Extract provided ▸
^^^^^^^^
You'll probably only get tattooed by Mary Jane Haake for one of three reasons: You're a die-hard tattoo fan who's heard about her work for years; you're a regular client, like the Portland SWAT team; or you're a medical patient.
Haake has been a staple of the Portland tattoo scene since the 1980s—she was featured in WW's 1986 Best of Portland issue for "Best Tattoo Parlour." But since then, Haake has become a pioneer in medical tattooing, as one of only two tattoo artists in the country credentialed by insurance companies to give reconstructive tattoos for mastectomy.
Haake tattoos more than 2,500 women each year, who come from all over the country for her to color-correct and tattoo nipples to post-surgical breasts that have lost theirs.
"This is a surgical site," she says pointing to a photo of a mangled, discolored breast crafted to look like a small mountain by a doctor. She then points to a photo of the same breasts, with perfectly-painted nipples; it looks 3-D: "And this is a set of boobs. It's just like oil painting."
Haake, who lives in a huge Pearl District apartment with floor-to-ceiling plants and—at least on our visit—America's "I Need You" blasting, first found tattooing in her late 20s. After moving to Portland in 1976 with her third ex-husband, she worked for a law office during the day and took painting and sculpture classes at night at Pacific Northwest College of Art. For one assignment, she was told to walk into any building and think about how what is in there could be art. So she wandered into a tattoo shop in 1970s Old Town.
"I'm Bert Grimm, and I've tattooed more people than anyone in the world," a 78-year-old man greeted her when she walked inside. He was eating a tuna fish sandwich and drinking a glass of whiskey. Grimm had tattooed the entire circus casts of Barnum & Bailey, along with Bonnie and Clyde.
Haake was mesmerized. She went back that night after work and got her very first tattoo, a cabbage flower on her upper thigh. She later became the first person in the U.S. to receive a college degree in tattooing.
During her apprenticeship with Grimm, she learned the art of medical tattooing by watching him tattoo World War I victims, camouflaging scars from gas wounds and burns. She went on to work in the burn unit at Emanuel Hospital, a major credential that led to her getting authorized to do work for insurance companies. But if patients don't have insurance, Haake barters. Many women will cook lasagna for her, cut her hair or give her manicures.
"It changes your life," she says of the work she does with medical patients. "Why would I do anything else?"
^^^^^^^^
Work order 1 ▸ From the article on Mary Jane Haake, quote the passage from "You'll probably only" up to and including "a medical patient.".
Work order 2 ▸ In the article on Mary Jane Haake, what was her very first tattoo, and where on her body was it placed?
^^^^^^^^
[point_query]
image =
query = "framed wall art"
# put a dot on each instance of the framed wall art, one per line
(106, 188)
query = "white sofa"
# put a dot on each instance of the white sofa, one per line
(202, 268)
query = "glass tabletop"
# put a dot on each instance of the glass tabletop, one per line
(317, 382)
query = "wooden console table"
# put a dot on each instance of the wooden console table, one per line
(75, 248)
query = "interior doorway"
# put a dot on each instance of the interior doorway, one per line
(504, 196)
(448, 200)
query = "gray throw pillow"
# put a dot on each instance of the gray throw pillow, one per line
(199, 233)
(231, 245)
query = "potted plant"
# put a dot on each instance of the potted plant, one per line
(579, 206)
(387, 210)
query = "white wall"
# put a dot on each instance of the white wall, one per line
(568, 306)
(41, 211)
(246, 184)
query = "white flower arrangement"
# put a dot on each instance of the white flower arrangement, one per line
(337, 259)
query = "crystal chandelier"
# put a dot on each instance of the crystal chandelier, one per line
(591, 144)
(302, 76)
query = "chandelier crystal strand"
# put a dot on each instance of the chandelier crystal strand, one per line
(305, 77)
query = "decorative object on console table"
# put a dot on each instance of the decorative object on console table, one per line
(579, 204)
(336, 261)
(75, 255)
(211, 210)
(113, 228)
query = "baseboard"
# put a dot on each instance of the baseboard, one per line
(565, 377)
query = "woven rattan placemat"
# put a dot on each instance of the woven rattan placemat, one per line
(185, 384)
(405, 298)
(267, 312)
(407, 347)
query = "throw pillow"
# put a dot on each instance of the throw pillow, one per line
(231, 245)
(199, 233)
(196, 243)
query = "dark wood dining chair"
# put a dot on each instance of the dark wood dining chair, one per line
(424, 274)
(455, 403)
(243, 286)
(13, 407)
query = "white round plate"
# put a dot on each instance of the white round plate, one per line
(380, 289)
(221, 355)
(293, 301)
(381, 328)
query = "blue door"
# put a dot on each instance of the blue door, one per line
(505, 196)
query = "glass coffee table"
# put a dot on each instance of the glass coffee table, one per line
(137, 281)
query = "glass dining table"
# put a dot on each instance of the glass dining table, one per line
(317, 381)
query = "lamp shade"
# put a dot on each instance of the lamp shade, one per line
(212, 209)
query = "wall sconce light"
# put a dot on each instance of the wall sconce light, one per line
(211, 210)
^^^^^^^^
Task result 1 ▸
You'll probably only get tattooed by Mary Jane Haake for one of three reasons: You're a die-hard tattoo fan who's heard about her work for years; you're a regular client, like the Portland SWAT team; or you're a medical patient.

Task result 2 ▸ A cabbage flower on her upper thigh.